▶ [WRITTEN INSTRUCTION]:
Each entry below is to be printed verbatim.

[Entries from a pointing dataset]
--
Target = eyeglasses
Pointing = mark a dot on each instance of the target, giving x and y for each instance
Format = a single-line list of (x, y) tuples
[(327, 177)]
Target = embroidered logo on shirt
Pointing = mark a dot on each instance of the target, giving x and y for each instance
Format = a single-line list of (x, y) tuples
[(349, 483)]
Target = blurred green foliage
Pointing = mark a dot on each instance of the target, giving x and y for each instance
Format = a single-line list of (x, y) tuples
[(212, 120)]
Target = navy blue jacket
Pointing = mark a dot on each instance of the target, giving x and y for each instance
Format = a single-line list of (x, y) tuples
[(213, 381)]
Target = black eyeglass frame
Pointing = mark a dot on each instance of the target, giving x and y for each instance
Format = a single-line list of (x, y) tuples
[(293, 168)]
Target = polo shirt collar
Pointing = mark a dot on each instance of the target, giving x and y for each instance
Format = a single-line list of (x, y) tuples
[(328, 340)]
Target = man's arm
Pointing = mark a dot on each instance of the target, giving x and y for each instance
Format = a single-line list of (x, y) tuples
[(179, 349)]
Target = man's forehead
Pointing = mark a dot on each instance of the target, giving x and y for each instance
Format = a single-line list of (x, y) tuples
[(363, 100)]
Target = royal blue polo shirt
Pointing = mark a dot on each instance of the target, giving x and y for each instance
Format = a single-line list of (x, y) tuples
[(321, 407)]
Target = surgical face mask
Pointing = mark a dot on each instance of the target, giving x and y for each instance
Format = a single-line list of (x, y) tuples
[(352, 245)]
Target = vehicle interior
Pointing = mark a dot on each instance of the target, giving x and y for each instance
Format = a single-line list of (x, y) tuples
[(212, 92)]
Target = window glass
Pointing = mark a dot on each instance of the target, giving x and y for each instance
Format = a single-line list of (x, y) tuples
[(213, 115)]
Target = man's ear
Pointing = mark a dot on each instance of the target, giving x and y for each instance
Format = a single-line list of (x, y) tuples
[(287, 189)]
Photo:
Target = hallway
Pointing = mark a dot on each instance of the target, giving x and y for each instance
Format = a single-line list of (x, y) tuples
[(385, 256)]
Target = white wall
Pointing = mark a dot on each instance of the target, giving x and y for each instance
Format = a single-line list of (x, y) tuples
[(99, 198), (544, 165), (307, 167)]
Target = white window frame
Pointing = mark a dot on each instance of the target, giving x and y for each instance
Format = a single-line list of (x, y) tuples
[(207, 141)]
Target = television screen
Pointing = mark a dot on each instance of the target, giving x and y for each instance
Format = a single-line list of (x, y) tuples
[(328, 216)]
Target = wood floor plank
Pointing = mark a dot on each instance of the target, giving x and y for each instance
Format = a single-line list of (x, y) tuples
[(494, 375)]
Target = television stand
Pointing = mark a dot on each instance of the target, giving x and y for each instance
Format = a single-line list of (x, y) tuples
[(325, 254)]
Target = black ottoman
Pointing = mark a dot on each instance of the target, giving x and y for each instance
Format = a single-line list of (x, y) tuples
--
▶ [TASK SOLUTION]:
Target = eyeglasses
Pointing = mark a dot on each instance of the target, giving x and y for each instance
Format = a single-line list of (x, y) tuples
[(327, 177)]
Target = embroidered logo on shirt
Pointing = mark a dot on each instance of the target, giving x and y for each instance
Format = a single-line list of (x, y) tuples
[(349, 483)]
Target = blurred green foliage
Pointing = mark a dot on each instance of the target, giving x and y for each instance
Format = a single-line list of (x, y) tuples
[(212, 120)]
Target = navy blue jacket
Pointing = mark a dot on each instance of the target, giving x and y for each instance
Format = a single-line list of (x, y) tuples
[(213, 381)]
Target = black eyeglass frame
Pointing = mark a dot on each instance of the target, giving x and y for each instance
Format = a single-line list of (x, y) tuples
[(293, 168)]
Target = polo shirt collar
Pointing = mark a dot on each instance of the target, giving x and y for each instance
Format = a single-line list of (x, y) tuples
[(328, 340)]
Target = man's arm
Pointing = mark a dot on each instance of the target, giving x and y for each instance
Format = a single-line list of (x, y) tuples
[(179, 349)]
Target = man's forehead
Pointing = mark a dot on each instance of the target, giving x and y for each instance
Format = a single-line list of (x, y) tuples
[(363, 100)]
Target = royal blue polo shirt
Pointing = mark a dot on each instance of the target, giving x and y for each instance
Format = a single-line list of (x, y) tuples
[(321, 407)]
Target = surgical face mask
Pointing = mark a dot on each instance of the target, giving x and y for each instance
Format = a single-line list of (x, y) tuples
[(352, 245)]
Target = vehicle interior
Pointing = mark a dot on each instance of the target, giving x and y for each instance
Format = a single-line list of (x, y) tuples
[(212, 92)]
Target = window glass
Pointing = mark a dot on each instance of the target, giving x and y for each instance
Format = a single-line list of (x, y) tuples
[(213, 115)]
Target = man's ear
Pointing = mark a dot on each instance of the target, giving x and y for each instance
Format = a single-line list of (x, y) tuples
[(287, 189)]
Photo:
Target = hallway
Pointing = mark a dot on each instance of the target, giving x and y for each instance
Format = a single-line list of (x, y) tuples
[(385, 256)]
Target = white wall
Pointing = mark a dot on each instance of the target, giving x and y for each instance
Format = a single-line list of (x, y) tuples
[(99, 198), (544, 165), (307, 167)]
Target = white window frame
Pointing = mark a dot on each instance of the target, giving x and y for each instance
Format = a single-line list of (x, y) tuples
[(207, 141)]
Target = television screen
Pointing = mark a dot on each instance of the target, giving x and y for each instance
Format = a single-line list of (x, y) tuples
[(328, 216)]
Target = wood floor plank
Pointing = mark a dot on each instance of the target, giving x and y for each instance
Format = a single-line list of (x, y) tuples
[(494, 375)]
Target = television stand
Pointing = mark a dot on each instance of the target, giving x and y for each instance
Format = a single-line list of (x, y) tuples
[(325, 254)]
Target = black ottoman
Pointing = mark a dot on each instance of the target, giving x and y for each instance
Format = a single-line list of (x, y) tuples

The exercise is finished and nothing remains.